▶ _Problem set_:
a. Repeat everything in the essay on travel risk paradoxes from "Often, travellers read" down to "vulnerable to another.".
b. Answer these questions using the essay on travel risk paradoxes:
(i) Where does the fully insulated traveler buy a souvenir?
(ii) What could a traveler who knows how to mitigate risk but chooses not to be called?
(iii) What can a healthy dose of fear motivate a traveler to be?
c. Resume the essay on travel risk paradoxes at the point where it stops.

*** Supplied passage ***

5 min read · Written by Grant Rayner on 11 Sep 2023
Share by emailThis essay was originally published in Dangerous Travels on 11 Sep 2023 and was updated on 07 Feb 2024
There are a number of interesting paradoxes associated with mitigating risk when travelling to higher-risk locations. In this article I’ll explore a number of these paradoxes.
One of the challenges you’ll face when travelling to higher-risk locations is the limitations placed on your activities by your approach to managing risk.
At one end of the risk management spectrum, you’ll insulate yourself completely from risk. You’ll arrange an airport transfer through your five-star hotel’s limousine service. Once at your hotel, you’ll pretty much stay there. You’ll eat in the hotel. You’ll buy a souvenir in the hotel gift shop. You may go to the occasional meeting outside of your hotel, but you’ll be driven there and back in an air-conditioned limousine. When it comes time to leave, you’ll jump back into the hotel’s limousine for the drive to the airport.
You’ve been there, but you haven’t really been there.
If you’ve travelled to higher-risk locations on business, you’ve probably followed this exact travel profile. Many travellers are perfectly okay with this approach and have no desire to take a stroll around town. Many companies strictly enforce such measures as a condition of travel to higher-risk locations.
At the other end of the risk management spectrum, you’ll apply no risk mitigation at all. Perhaps you don’t know how to mitigate risk. Or perhaps you know how but choose not to do so. Effectively, you’re either knowingly or unknowingly placing yourself at risk. Both of these approaches are potentially problematic. Anyone taking the former approach could be called ignorant and irresponsible. Anyone taking the latter approach could be called reckless.
Overall, I’d argue there’s a middle ground between hiding in your hotel and applying no mitigation measures at all. This middle ground would involve the traveller applying common sense and a few basic risk mitigation practices, allowing them to leave the relative safety of their hotel and venture outside to see the town.
Of course, some travellers may still be held back by fear.
Fear is an entirely healthy feeling to have in higher-risk locations. A healthy dose of fear can motivate you to be cautious. The question is whether a traveller’s feelings of fear are appropriate to their situation and the threats in their location.
Often, travellers read a few anecdotal reports about bad things happening in the location. As a result, they are afraid of those same things happening to them. In some cases, their fears are warranted. In other cases, they may not be. The challenge for the traveller is that it’s very difficult to take anecdotal reports of incidents and use them to meaningfully interpret the nature of the threat. In fact, it’s possible that their fear of one threat (which may not be a real concern) may distract them from focusing on a more serious threat. In effect, their misguided fear of one threat may make them more vulnerable to another.

*** Provided data ***

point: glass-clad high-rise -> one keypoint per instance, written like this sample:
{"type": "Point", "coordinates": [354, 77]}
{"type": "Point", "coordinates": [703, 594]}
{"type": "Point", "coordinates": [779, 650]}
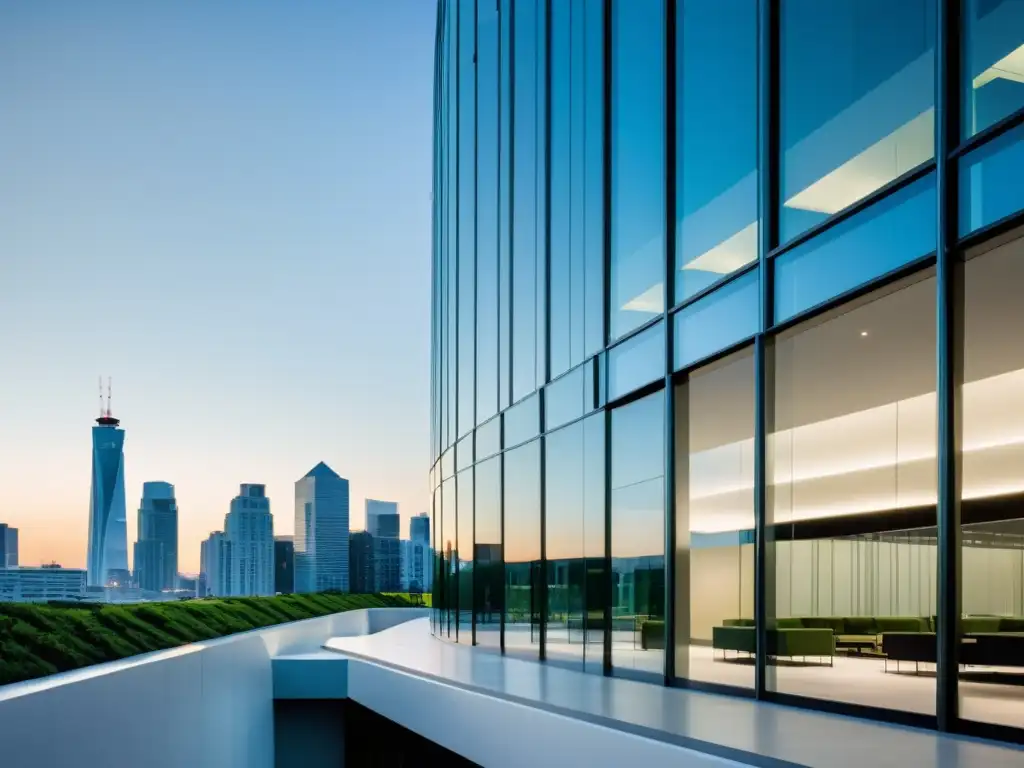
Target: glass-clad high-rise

***
*** Provided data ***

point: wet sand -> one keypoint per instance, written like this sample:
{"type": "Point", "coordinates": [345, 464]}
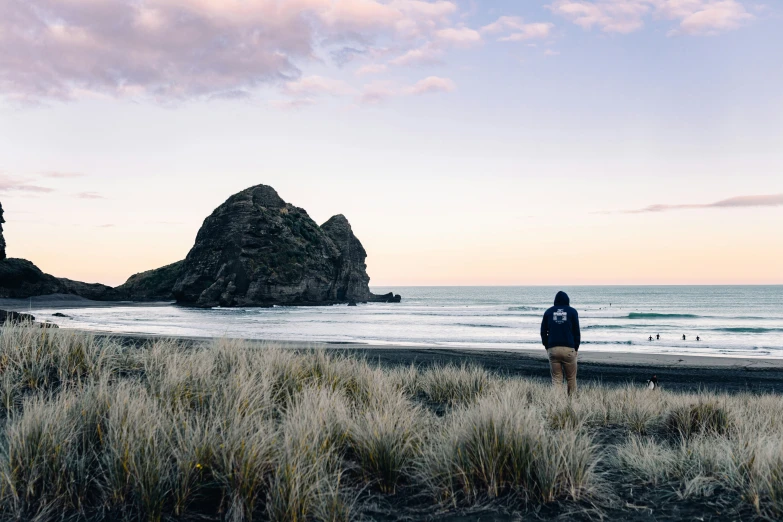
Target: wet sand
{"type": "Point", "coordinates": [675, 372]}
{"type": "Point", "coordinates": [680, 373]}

***
*** Provided data ***

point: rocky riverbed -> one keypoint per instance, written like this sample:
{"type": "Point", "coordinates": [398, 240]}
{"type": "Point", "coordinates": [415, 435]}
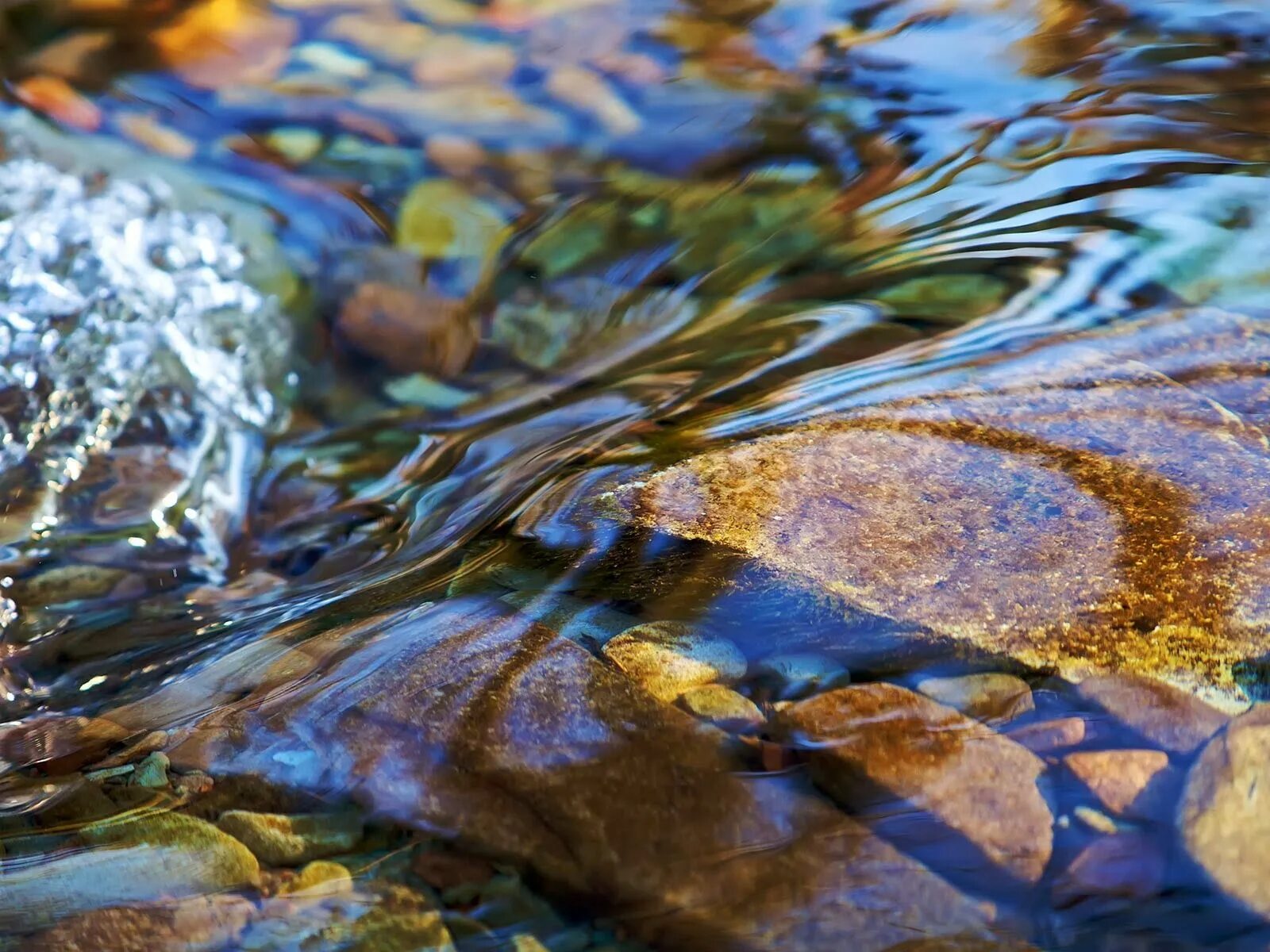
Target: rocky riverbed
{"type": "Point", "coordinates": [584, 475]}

***

▶ _Responses by task_:
a.
Often, travellers read a few anecdotal reports about bad things happening in the location. As a result, they are afraid of those same things happening to them. In some cases, their fears are warranted. In other cases, they may not be. The challenge for the traveller is that it’s very difficult to take anecdotal reports of incidents and use them to meaningfully interpret the nature of the threat. In fact, it’s possible that their fear of one threat (which may not be a real concern) may distract them from focusing on a more serious threat. In effect, their misguided fear of one threat may make them more vulnerable to another.

b.
(i) In the hotel gift shop.
(ii) Reckless.
(iii) Cautious.

c.
It’s worth pointing out that the apparent absence of incidents in a higher-risk location doesn’t always provide meaningful information. Just because US citizens haven’t been kidnapped in Karachi in recent years doesn’t necessarily suggest that there are no groups in Karachi that would kidnap (or kill) a US citizen given the opportunity. Rather, it means that there are relatively few US citizens travelling to Karachi and, when they do travel there, they probably just stay in their hotel and don’t wander around outside.
There’s a key lesson here: In higher-risk locations, the absence of incidents doesn’t always mean an absence of threat and risk. Your presence changes the threat dynamic. In economic terms, when you enter a higher-risk environment you’re providing ‘supply’ in a location where there may already be some ‘demand’.
Another interesting paradox is that the more complex the higher-risk location, the more difficult it will be to recognise threats on the street. Situations that may appear dangerous, may not be dangerous at all. If you misinterpret the situation as dangerous and react poorly, you could actually create a situation that’s dangerous for your safety. In such a situation, you’re the threat.
Most travellers don’t have the necessary skills to determine if they’re under surveillance or if they’re about to be attacked in the street. That said, I would argue that no matter how skilled you think you are in these aspects, you’ll struggle to maintain the same level of awareness when overseas and in an unfamiliar environment as you might be able to apply at home.
In such situations, there may be a tendency for some travellers to become hyper vigilant, which will probably make them stand out more to anyone observing them. They may also be visibly anxious as they try to process what they can see, hear and smell to determine whether there may be a threat to their safety.
In many locations, it’s easy to get overwhelmed by everything that’s happening around you. The sensory load is too high, making it difficult to parse your immediate environment and make sense of the different things happening around you. Adding to the challenge is the fact that many of the things you are seeing, hearing or smelling are new or novel. You may have never experienced these things before. What looks like a threat probably isn’t a threat at all, while the real threats may hover just outside your periphery.
You’ll probably never know.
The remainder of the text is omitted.